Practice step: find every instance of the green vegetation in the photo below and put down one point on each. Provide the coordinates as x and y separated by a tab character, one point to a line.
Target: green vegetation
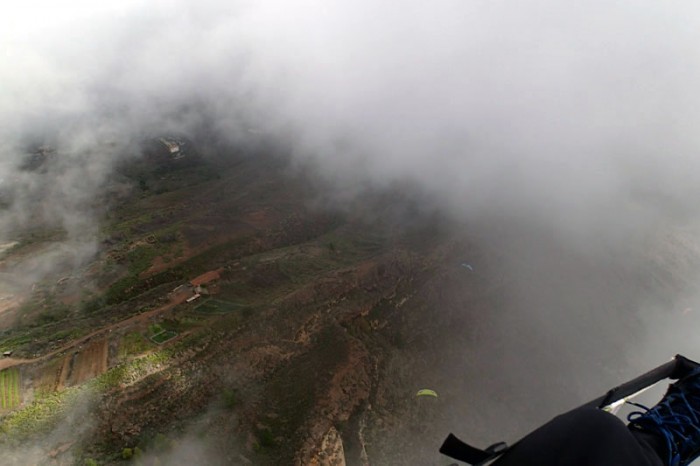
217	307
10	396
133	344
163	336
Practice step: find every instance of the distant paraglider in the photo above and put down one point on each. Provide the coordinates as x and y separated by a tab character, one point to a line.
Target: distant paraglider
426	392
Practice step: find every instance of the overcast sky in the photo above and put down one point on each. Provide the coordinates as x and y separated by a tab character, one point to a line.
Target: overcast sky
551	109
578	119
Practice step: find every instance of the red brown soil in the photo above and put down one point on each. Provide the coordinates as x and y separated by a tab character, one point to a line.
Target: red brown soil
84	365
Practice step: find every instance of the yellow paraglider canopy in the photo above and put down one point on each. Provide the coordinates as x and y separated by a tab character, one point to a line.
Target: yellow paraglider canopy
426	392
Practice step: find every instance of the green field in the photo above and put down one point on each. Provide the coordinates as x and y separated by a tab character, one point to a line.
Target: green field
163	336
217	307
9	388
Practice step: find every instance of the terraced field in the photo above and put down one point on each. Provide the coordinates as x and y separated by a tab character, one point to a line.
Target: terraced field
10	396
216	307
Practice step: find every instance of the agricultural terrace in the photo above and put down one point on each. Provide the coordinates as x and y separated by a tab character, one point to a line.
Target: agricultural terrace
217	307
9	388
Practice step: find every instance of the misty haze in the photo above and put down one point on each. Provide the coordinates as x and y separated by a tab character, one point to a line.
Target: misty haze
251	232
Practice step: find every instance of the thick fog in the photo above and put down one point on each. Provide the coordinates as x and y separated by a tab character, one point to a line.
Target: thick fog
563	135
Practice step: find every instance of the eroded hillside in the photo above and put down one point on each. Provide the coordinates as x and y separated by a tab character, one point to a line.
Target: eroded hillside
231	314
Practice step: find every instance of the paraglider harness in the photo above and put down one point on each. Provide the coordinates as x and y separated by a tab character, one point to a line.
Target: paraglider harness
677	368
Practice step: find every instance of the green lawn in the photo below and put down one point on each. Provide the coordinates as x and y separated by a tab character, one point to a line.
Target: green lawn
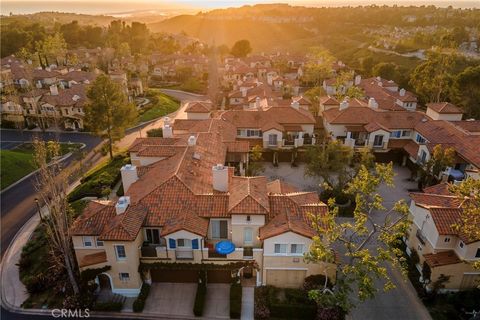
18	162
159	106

...

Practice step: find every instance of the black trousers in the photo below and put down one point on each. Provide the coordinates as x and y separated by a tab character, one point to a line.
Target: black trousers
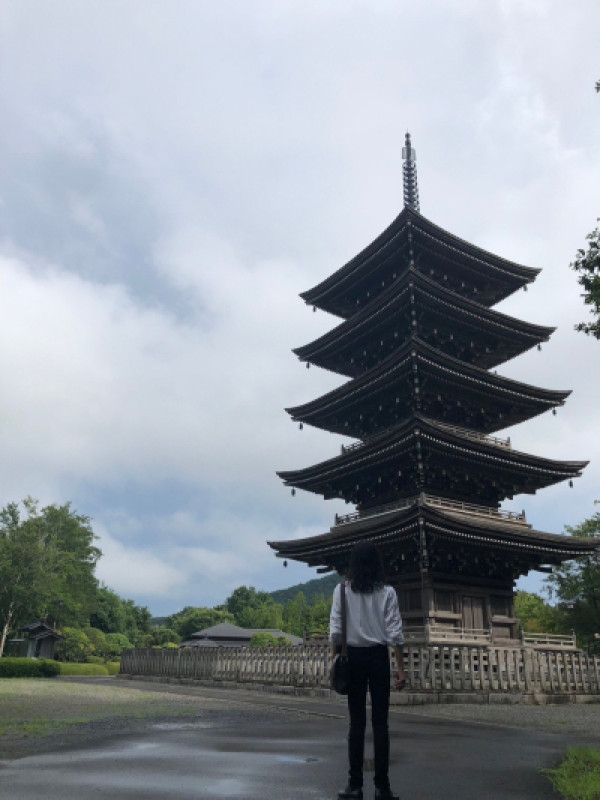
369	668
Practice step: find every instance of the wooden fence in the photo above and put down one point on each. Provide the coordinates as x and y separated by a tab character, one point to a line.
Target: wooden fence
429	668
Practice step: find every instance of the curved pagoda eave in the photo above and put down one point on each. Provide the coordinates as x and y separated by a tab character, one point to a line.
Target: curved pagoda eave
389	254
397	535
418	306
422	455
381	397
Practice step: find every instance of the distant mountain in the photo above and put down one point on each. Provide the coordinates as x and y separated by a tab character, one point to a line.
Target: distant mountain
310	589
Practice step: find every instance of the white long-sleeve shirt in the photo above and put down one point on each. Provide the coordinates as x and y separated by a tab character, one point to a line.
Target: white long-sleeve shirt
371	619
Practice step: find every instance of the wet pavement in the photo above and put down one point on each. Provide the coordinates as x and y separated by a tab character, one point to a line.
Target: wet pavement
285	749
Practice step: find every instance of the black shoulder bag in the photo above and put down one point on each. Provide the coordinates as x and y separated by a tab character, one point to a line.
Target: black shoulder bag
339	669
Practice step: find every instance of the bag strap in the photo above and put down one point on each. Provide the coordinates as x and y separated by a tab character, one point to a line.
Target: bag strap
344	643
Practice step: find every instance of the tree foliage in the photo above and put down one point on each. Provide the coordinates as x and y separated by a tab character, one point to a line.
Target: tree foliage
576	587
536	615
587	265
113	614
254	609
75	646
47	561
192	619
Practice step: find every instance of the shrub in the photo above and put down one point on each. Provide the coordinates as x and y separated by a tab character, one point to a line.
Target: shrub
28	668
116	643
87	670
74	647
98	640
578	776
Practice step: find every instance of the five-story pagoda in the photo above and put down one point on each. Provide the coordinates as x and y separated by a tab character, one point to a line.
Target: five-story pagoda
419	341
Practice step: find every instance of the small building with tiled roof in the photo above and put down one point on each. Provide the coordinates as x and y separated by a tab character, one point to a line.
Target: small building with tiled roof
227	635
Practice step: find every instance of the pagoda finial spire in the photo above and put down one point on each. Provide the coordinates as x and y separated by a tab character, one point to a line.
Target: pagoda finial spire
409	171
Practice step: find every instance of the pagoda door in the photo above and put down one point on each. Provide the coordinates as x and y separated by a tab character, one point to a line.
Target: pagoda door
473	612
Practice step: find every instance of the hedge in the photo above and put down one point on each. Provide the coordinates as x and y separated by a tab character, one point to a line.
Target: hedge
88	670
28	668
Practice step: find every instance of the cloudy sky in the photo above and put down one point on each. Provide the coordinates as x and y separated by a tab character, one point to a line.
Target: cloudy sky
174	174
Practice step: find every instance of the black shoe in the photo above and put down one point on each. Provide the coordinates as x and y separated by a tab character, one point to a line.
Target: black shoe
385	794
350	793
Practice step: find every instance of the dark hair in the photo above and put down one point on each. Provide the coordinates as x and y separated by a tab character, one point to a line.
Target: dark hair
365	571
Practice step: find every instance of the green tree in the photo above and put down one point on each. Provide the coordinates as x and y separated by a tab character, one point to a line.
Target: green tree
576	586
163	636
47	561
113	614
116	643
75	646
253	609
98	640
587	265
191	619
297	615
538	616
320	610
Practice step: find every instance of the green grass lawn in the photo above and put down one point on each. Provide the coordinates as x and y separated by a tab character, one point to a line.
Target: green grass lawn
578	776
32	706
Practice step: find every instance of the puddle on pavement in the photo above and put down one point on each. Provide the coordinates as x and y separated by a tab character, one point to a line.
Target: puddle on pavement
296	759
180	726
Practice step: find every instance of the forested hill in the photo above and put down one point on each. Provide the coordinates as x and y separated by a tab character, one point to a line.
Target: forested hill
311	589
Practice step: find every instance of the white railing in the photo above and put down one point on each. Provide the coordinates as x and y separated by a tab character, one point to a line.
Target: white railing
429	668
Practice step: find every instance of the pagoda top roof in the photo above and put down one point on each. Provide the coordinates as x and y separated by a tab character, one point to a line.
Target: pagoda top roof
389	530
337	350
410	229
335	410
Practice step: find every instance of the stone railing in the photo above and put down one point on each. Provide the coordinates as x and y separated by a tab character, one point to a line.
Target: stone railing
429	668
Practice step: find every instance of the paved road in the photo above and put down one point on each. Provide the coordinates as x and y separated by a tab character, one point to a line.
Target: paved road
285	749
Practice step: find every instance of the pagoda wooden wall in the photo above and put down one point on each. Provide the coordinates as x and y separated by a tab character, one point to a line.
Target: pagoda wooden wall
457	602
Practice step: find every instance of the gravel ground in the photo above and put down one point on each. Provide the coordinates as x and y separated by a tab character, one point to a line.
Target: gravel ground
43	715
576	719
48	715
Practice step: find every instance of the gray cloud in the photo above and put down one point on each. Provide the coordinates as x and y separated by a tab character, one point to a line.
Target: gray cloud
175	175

YOUR OBJECTIVE
Every line of the listing above that includes "below" should be copied out.

SOLVED PROBLEM
Practice step: find every instance of the green vegetation in the photo below and put down one point on each. Provide the coordinates as x and y separated by a tab character, one point to a line.
Practice step: find every instance of the green lawn in the photo below and put down one point on each. Provide the coordinates as x and y separated by a tab character, one point to a line.
Practice step: find every instance of the black trousers in the photo below and put down one point on each. Provide the coordinates as x and y separated by a tab character, one point to a line.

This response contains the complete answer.